Task A
Reproduce everything in the article on ACA health care subsidies from "In contrast, Senate" down to "including public broadcasting.".
Task B
According to the article on ACA health care subsidies, what range of premium increases was approved for the three Delaware marketplace insurers?

Health
Delaware Leads Push for Congress to Extend Health Care Subsidies
Delaware has emerged as a key player in a coalition of states advocating for the continuation of health care subsidies tied to the Affordable Care Act (ACA). More than a dozen states are urging Congress to preserve the enhanced premium tax credits, which are scheduled to expire at the end of 2025. These credits are vital for many residents as they help make health insurance more affordable through the Healthcare.gov marketplace.
Delaware Governor Matt Meyer recently joined forces with 17 other governors in a letter addressed to leaders in both the House and Senate, appealing for the extension of these crucial subsidies. During a news conference, Meyer highlighted the potential consequences for Delaware residents: “Thousands of our neighbors are projected to lose the subsidies that keep their health care within reach, with many unable to find a new plan at all.” He emphasized that when families face difficult choices between housing, food, and health care, it adversely affects not just Delaware’s economy but the broader national economy.
The Urban Institute, a reputable think tank in Washington, D.C., emphasizes that the enhanced tax credits have made insurance more accessible, particularly for those with incomes above 400% of the federal poverty level. Currently, over 21 million Americans rely on marketplace plans supported by these subsidies. Without an extension, average premiums may increase by more than 75%, with rural areas potentially facing hikes of up to 90%. This could result in an average increase of approximately $700 annually for families. In Delaware alone, over 16,000 residents risk losing their subsidies, with around 5,000 facing the possibility of losing insurance coverage entirely.
Delaware’s Deputy Insurance Commissioner Tanisha Merced reported that nearly 46,000 of the state’s more than 50,000 ACA enrollees benefit from tax credits, making up about 92% of policyholders. The subsidies have notably reduced premiums by an average of $538 per month, equating to savings of more than $6,400 annually. Merced warned that the loss of these enhanced subsidies could destabilize the state’s risk pools, leading to further premium increases for vulnerable populations, particularly those aged 55 to 64.
The discussion surrounding these subsidies is central to ongoing budget negotiations in Congress. Lawmakers are currently working on a short-term budgetary solution, but disagreements over tax credits could lead to a government shutdown by the end of this month. The House Republicans have proposed a stopgap bill that would fund the government through November 21, 2023. However, the debate over the ACA subsidies has introduced significant tension, as House Speaker Mike Johnson accused Democrats of using the funding extension to push partisan agendas.
In contrast, Senate Democrats are advocating for the inclusion of enhanced subsidies in their competing continuing resolution, which aims to keep the government operational until October 31, 2023. This measure seeks to make the enhanced tax credits permanent, reverse Medicaid cuts, and restore funding for various programs, including public broadcasting.
Senate Minority Leader Chuck Schumer recently stated, “ACA tax credits must be expanded. We believe that firmly and strongly, not just to save Americans thousands more each year that they’d have to pay, but for the very lives that are at stake if this expires.”
Despite the urgency, Congresswoman Sarah McBride and Senators Lisa Blunt Rochester and Chris Coons did not respond to requests for comments regarding the ongoing negotiations. In a recent interview, Senator Coons mentioned that he and his Republican colleagues are committed to ensuring the government remains open, indicating that healthcare costs stemming from earlier tax legislation could be addressed during the appropriations process.
As the debate unfolds, Delaware’s health insurance marketplace is preparing for the upcoming open enrollment period beginning on November 1, amid rising premium rates. According to the Delaware Department of Insurance, approved premium increases for the three marketplace insurers will range from 25% to 35%.
The potential impacts of these legislative decisions will resonate throughout Delaware and beyond, as residents grapple with the implications for their health care coverage.

Supplied entries
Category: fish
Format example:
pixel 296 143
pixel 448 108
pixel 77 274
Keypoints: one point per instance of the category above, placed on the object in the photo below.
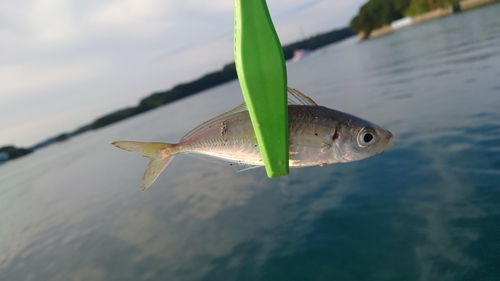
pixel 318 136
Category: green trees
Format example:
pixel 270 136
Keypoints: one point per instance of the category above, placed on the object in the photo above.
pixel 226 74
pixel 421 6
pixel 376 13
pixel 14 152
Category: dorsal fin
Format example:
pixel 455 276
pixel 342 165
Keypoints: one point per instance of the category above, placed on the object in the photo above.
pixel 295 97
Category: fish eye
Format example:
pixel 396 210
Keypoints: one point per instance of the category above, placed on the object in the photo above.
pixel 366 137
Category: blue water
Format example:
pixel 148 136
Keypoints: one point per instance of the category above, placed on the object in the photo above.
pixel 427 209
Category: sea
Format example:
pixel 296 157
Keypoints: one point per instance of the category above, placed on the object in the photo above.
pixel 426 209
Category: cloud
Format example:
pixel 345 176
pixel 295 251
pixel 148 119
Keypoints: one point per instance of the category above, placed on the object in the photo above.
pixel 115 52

---

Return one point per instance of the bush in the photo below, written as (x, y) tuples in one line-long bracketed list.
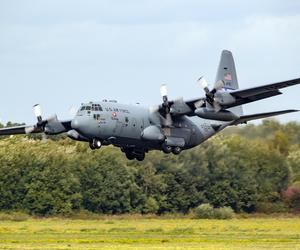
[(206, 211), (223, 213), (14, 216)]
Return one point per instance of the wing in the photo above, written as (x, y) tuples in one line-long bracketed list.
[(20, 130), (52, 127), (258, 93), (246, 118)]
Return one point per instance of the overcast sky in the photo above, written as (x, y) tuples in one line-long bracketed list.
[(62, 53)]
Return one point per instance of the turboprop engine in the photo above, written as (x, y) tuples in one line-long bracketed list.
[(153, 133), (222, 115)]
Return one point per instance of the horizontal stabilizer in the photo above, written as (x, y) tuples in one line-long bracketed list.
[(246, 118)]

Answer section A
In contrast, Senate Democrats are advocating for the inclusion of enhanced subsidies in their competing continuing resolution, which aims to keep the government operational until October 31, 2023. This measure seeks to make the enhanced tax credits permanent, reverse Medicaid cuts, and restore funding for various programs, including public broadcasting.

Answer section B
The approved increases range from 25% to 35%.